# EXCERPT PROVIDED
While I was away at University in the 1950s, I could cycle to Exeter St Davids station and post letters and cards home to Cambridge as late as 11.00 at night. The sorting was on the train and everything always arrived the next morning.
There were several collections a day and they were extremely reliable. What was more, we always knew whether or not we had caught the post at a post box because the there was a small white enamel tablet which stated when the next post would be. It was changed at every collection.
The 'Georgian' refers to George the Sixth, as indicated by the small Roman VI between the G and the R.
This Georgian post box has no numeral, so it must be from the time of George the Fifth. Before him there had not been a George for 80 years, which was before the establishment of the Penny Post in 1840. Furthermore, the post box is a more traditional-looking one, with a smaller white panel for details of collection times, etc.
We posted letters in what were variously called letter boxes, post boxes and pillar boxes.
I suppose that 'letter box' and 'post box' were general names and that 'pillar box' was for freestanding column-style boxes, but people just seemed to use whatever term came first to mind. The term 'mail box' was never used.
Post boxes were always red and showed the name of the monarch at the time of installation, but as I was never interested in this at the time, I took little notice. In view of the Second World War and the austerity afterwards, I doubt if there were many new post boxes when I was a child. Victorian post boxes were probably still in use.

# PROVIDED MATERIAL
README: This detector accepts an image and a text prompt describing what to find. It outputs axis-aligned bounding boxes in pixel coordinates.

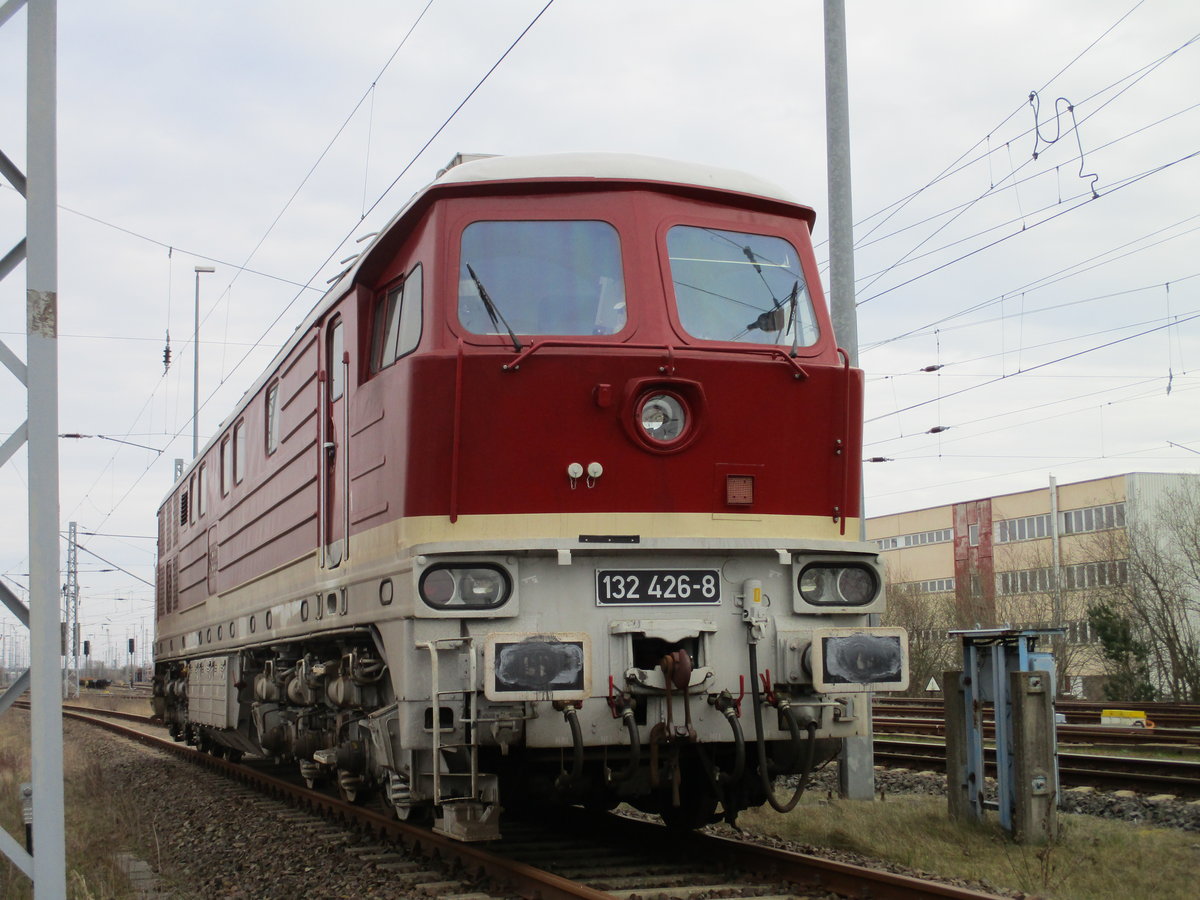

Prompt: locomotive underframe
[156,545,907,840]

# YOUR TASK
In the excerpt about British post boxes, what did the small white enamel tablet on a post box tell people?

# EXERCISE OUTPUT
It stated when the next post would be.